BRIEF –
Can you render every line of the rows below as a JSON list of strings, one string per line, with blank lines skipped and the pictures left out?

INPUT ROWS –

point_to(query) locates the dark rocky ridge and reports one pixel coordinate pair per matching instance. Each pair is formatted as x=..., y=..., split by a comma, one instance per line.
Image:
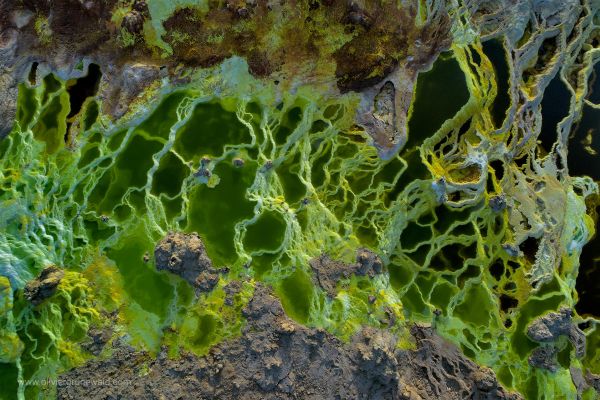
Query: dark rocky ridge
x=276, y=358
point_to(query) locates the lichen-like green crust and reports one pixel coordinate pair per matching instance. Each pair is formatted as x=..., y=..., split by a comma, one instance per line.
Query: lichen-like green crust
x=479, y=225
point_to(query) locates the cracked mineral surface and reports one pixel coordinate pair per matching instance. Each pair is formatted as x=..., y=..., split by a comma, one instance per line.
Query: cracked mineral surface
x=299, y=199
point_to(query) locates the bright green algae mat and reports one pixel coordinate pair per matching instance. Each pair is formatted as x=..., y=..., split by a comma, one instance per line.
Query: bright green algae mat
x=310, y=184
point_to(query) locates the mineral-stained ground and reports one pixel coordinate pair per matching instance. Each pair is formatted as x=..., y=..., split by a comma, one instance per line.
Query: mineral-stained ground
x=285, y=199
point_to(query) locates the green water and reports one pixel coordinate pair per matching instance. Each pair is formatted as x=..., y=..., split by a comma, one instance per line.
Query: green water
x=308, y=183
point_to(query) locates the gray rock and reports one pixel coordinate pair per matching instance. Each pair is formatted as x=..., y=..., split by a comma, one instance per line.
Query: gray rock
x=544, y=357
x=184, y=254
x=44, y=286
x=548, y=328
x=276, y=358
x=327, y=272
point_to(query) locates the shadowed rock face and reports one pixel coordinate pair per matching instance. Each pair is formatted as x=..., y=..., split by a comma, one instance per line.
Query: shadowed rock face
x=276, y=358
x=547, y=329
x=44, y=286
x=184, y=254
x=327, y=272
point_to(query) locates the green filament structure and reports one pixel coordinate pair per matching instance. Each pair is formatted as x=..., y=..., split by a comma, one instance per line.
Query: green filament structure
x=271, y=180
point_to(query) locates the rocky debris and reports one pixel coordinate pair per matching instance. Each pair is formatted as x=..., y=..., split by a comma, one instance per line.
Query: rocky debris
x=544, y=357
x=141, y=6
x=357, y=16
x=327, y=272
x=231, y=289
x=238, y=162
x=548, y=328
x=206, y=281
x=437, y=369
x=133, y=22
x=241, y=8
x=277, y=358
x=498, y=202
x=44, y=286
x=97, y=340
x=8, y=83
x=184, y=254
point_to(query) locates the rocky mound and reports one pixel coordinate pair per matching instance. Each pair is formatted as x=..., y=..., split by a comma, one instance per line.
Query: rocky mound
x=276, y=358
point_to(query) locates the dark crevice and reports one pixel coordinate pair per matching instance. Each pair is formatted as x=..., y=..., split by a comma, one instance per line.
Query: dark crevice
x=588, y=279
x=33, y=73
x=494, y=50
x=507, y=302
x=529, y=248
x=555, y=107
x=497, y=269
x=83, y=88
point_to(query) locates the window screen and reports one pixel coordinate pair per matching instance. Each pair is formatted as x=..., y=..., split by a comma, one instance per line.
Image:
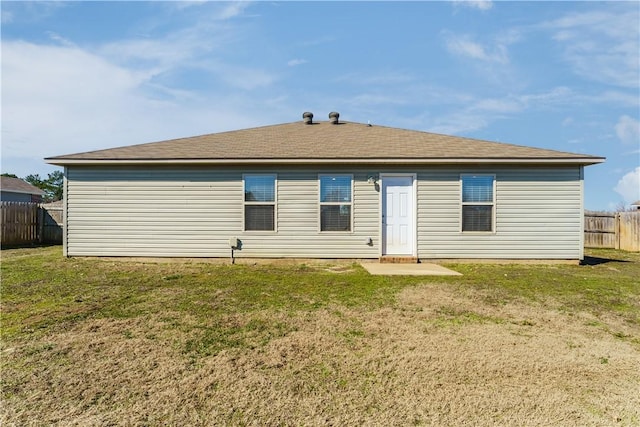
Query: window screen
x=259, y=202
x=335, y=202
x=478, y=202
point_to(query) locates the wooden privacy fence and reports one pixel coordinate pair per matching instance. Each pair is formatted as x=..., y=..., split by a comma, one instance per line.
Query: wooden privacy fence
x=30, y=223
x=619, y=230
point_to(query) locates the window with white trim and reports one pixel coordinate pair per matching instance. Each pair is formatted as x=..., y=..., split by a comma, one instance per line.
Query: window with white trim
x=478, y=202
x=335, y=202
x=259, y=202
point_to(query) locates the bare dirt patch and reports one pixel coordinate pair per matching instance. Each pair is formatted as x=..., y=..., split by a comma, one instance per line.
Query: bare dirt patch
x=436, y=357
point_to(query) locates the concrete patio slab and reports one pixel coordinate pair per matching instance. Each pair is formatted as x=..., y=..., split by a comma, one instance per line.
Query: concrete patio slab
x=421, y=269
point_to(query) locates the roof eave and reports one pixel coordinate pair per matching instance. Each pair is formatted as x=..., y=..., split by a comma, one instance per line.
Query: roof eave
x=304, y=161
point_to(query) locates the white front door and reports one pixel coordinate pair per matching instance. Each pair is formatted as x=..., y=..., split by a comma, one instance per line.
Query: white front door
x=398, y=222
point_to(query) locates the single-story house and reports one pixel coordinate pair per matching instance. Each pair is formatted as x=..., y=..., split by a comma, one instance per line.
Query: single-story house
x=330, y=189
x=18, y=190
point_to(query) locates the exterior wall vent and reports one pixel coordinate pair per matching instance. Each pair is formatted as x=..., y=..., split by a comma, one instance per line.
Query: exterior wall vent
x=307, y=117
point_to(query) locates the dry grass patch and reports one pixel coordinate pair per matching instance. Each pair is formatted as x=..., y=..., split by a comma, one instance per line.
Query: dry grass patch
x=191, y=349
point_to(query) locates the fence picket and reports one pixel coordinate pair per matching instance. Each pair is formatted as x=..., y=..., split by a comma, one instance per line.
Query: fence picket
x=28, y=223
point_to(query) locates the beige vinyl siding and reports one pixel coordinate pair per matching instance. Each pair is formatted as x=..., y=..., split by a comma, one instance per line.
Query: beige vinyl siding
x=538, y=214
x=192, y=212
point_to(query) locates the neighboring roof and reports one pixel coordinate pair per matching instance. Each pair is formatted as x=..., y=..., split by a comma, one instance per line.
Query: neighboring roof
x=16, y=185
x=323, y=142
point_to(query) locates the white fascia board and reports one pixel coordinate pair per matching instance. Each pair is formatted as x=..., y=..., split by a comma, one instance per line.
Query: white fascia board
x=444, y=161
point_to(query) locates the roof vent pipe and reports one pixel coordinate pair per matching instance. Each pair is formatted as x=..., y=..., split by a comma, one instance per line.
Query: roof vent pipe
x=307, y=117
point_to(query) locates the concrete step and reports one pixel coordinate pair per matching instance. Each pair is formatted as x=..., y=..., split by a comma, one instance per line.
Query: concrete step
x=394, y=259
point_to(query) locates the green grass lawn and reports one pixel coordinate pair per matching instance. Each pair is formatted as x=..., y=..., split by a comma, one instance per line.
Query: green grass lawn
x=43, y=290
x=190, y=315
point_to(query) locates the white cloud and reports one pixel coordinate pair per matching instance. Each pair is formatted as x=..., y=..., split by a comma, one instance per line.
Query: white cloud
x=628, y=130
x=474, y=4
x=465, y=46
x=296, y=61
x=629, y=186
x=603, y=46
x=84, y=101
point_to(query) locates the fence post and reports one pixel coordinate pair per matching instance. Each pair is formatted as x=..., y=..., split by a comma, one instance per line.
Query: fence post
x=618, y=230
x=40, y=224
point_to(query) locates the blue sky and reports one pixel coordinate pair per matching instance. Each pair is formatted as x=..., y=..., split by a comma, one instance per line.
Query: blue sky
x=78, y=76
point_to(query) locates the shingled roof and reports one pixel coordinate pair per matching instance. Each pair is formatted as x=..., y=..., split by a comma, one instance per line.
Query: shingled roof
x=323, y=142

OUTPUT OF THE EXERCISE –
[
  "point_to(query) locates the dark rocky ridge and reports one pixel coordinate pair per matching instance. Each pair is formatted as x=..., y=..., split by a comma, one instance per line.",
  "Image:",
  "Query: dark rocky ridge",
  "x=276, y=358",
  "point_to(query) locates the lichen-like green crust and reports one pixel coordinate pair per matching instance. Each pair is formatted as x=..., y=..., split by a comma, one instance per line.",
  "Query: lichen-like green crust",
  "x=479, y=225",
  "point_to(query) locates the cracked mineral surface and reports one pixel coordinate pair per matching instance. Each pair is formatted as x=..., y=..., split by a comma, one instance per line.",
  "Query: cracked mineral surface",
  "x=299, y=199",
  "point_to(query) locates the bright green algae mat and reports one pixel coordinate pair per matching instance. Each pair is formatted as x=..., y=..., split by a comma, one instance per line.",
  "Query: bright green algae mat",
  "x=310, y=184",
  "point_to(query) locates the mineral-stained ground and reports one pixel coordinate pair per matching instance. Each pair is formatted as x=..., y=..., split by a comma, one instance per line.",
  "Query: mineral-stained ground",
  "x=285, y=199",
  "point_to(query) locates the green water and reports one pixel coordinate pair per matching instance. Each pair is formatted as x=..., y=..., split by a comma, one instance per line.",
  "Query: green water",
  "x=308, y=183",
  "point_to(query) locates the gray rock and reports one pixel coordinate pair per matching instance. Each pair is formatted as x=..., y=..., split by a comma, one instance per line.",
  "Query: gray rock",
  "x=544, y=357",
  "x=184, y=254",
  "x=44, y=286",
  "x=548, y=328",
  "x=276, y=358",
  "x=327, y=272",
  "point_to(query) locates the shadowed rock face and reports one pixel coordinate pair per matching instance. Each pair is formatted as x=..., y=..., split by a comma, one instance per line.",
  "Query: shadowed rock face",
  "x=276, y=358",
  "x=547, y=329",
  "x=44, y=286",
  "x=184, y=254",
  "x=327, y=272",
  "point_to(query) locates the green filament structure and reports one pixel coordinate pair per matching instance. Each pair is formatted as x=..., y=..., split by a comma, one instance per line.",
  "Query: green filament structure",
  "x=271, y=180",
  "point_to(query) locates the rocky debris and reports one pixel coordinate pair per matching instance. Each pair is formatted as x=..., y=..., split by a comma, one instance per line.",
  "Query: rocky debris",
  "x=544, y=357",
  "x=141, y=6",
  "x=357, y=16",
  "x=327, y=272",
  "x=231, y=289",
  "x=238, y=162",
  "x=548, y=328",
  "x=206, y=281",
  "x=437, y=369",
  "x=133, y=22",
  "x=241, y=8",
  "x=277, y=358",
  "x=498, y=202",
  "x=44, y=286",
  "x=97, y=340",
  "x=8, y=83",
  "x=184, y=254",
  "point_to(query) locates the rocky mound and reports one pixel coordinate pair per matching instance. Each pair is formatted as x=..., y=..., split by a comma, one instance per line.",
  "Query: rocky mound",
  "x=276, y=358",
  "point_to(query) locates the dark crevice and reports one pixel coordinate pair per matching instance. Each pair is formatted as x=..., y=..., split by a comma, one instance per line.",
  "Query: dark crevice",
  "x=588, y=279",
  "x=33, y=73",
  "x=494, y=50",
  "x=507, y=302",
  "x=529, y=248",
  "x=555, y=107",
  "x=497, y=269",
  "x=83, y=88",
  "point_to(query) locates the window screen and reports one pixel coordinate pair per matching instance. Each pair is formatted as x=..., y=..., split by a comma, one instance per line.",
  "Image:",
  "Query: window screen",
  "x=259, y=202",
  "x=335, y=202",
  "x=478, y=202",
  "point_to(query) locates the wooden privacy fence and reports one pixel coordinate pair per matching instance. Each pair is formatted as x=..., y=..., split by a comma, one instance per line.",
  "Query: wooden privacy fence",
  "x=30, y=223",
  "x=619, y=230",
  "point_to(query) locates the window with white trim and reports one pixel coordinate pair per matching instance. Each pair is formatted as x=..., y=..., split by a comma, one instance per line.",
  "Query: window with white trim",
  "x=478, y=202",
  "x=335, y=202",
  "x=259, y=202",
  "point_to(query) locates the bare dirt patch and reports one pixel coordinate pair per matching instance. Each pair is formatted as x=..., y=..., split by a comma, one instance per line.",
  "Query: bare dirt patch",
  "x=436, y=357",
  "point_to(query) locates the concrete patio slab and reports one pixel coordinate pair per matching instance. Each pair is formatted as x=..., y=..., split by a comma, one instance per line.",
  "Query: concrete patio slab",
  "x=421, y=269",
  "point_to(query) locates the roof eave and reports one pixel coordinate pair per matching instance. Each pair is formatted as x=..., y=..., split by a comma, one instance per line.",
  "Query: roof eave",
  "x=304, y=161",
  "point_to(query) locates the white front door and reports one pixel coordinate pair per matching instance. Each pair is formatted as x=..., y=..., split by a comma, one instance per line.",
  "Query: white front door",
  "x=398, y=222",
  "point_to(query) locates the single-story house and reports one pixel coordinate pair per matching instance. Each pair is formatted as x=..., y=..., split by a comma, one instance per line.",
  "Query: single-story house",
  "x=330, y=189",
  "x=18, y=190",
  "point_to(query) locates the exterior wall vent and reports one pixel coordinate pair per matching instance. Each pair is formatted as x=..., y=..., split by a comma, one instance per line.",
  "Query: exterior wall vent",
  "x=307, y=117",
  "point_to(query) locates the dry grass patch and reports one pixel coordinate pair per matching instance. Each pair is formatted as x=..., y=..., split by a comma, one instance per line.",
  "Query: dry grass patch",
  "x=191, y=349",
  "point_to(query) locates the fence picket and reports one pixel coordinate pair per matching instance. Each pair is formatted as x=..., y=..., split by a comma, one instance per line.",
  "Query: fence picket",
  "x=28, y=223",
  "point_to(query) locates the beige vinyl siding and reports one pixel coordinate pair per matching instance. Each pair is formatted as x=..., y=..., split by a comma, one instance per line.",
  "Query: beige vinyl siding",
  "x=538, y=214",
  "x=192, y=212",
  "point_to(query) locates the neighboring roof and reports one pixel coordinate pair per matching instance. Each pair is formatted as x=..., y=..., split by a comma, one instance per line.",
  "Query: neighboring roof",
  "x=16, y=185",
  "x=323, y=142",
  "point_to(query) locates the white fascia board and reports one pixel coordinate pair per matching instance. Each pair is formatted as x=..., y=..., split by a comma, one instance per line.",
  "Query: white fascia board",
  "x=444, y=161",
  "point_to(query) locates the roof vent pipe and reports one pixel coordinate pair per matching instance. Each pair is formatted as x=..., y=..., split by a comma, one instance per line.",
  "Query: roof vent pipe",
  "x=307, y=117",
  "point_to(query) locates the concrete step and reports one pixel coordinate pair per matching instance. Each pair is formatted as x=..., y=..., split by a comma, one instance per line.",
  "Query: concrete step",
  "x=394, y=259",
  "point_to(query) locates the green grass lawn and reports one pixel coordinate pair per matching instance. Each pair is formatted as x=..., y=..., split by a comma, one instance per line.",
  "Query: green grass lawn",
  "x=43, y=290",
  "x=190, y=315",
  "point_to(query) locates the white cloud and reports one pixel coordinate pair per matching instance. Each pair is formatted as x=..., y=..., split by a comma, one instance per line.",
  "Query: white cloud",
  "x=628, y=130",
  "x=474, y=4",
  "x=465, y=46",
  "x=296, y=61",
  "x=629, y=186",
  "x=603, y=46",
  "x=84, y=101",
  "point_to(query) locates the fence post and reports one pixel coordinate pair per matching instance. Each pair is formatted as x=..., y=..., split by a comma, one instance per line.",
  "Query: fence post",
  "x=618, y=230",
  "x=40, y=224",
  "point_to(query) locates the blue sky and reports one pixel coordinate pair per matching instance. Each pair is formatted as x=..., y=..., split by a comma, one instance per line.",
  "Query: blue sky",
  "x=78, y=76",
  "point_to(query) locates the shingled roof and reports one pixel coordinate pair per matching instance. Each pair is formatted as x=..., y=..., split by a comma, one instance per line.",
  "Query: shingled roof",
  "x=323, y=142"
]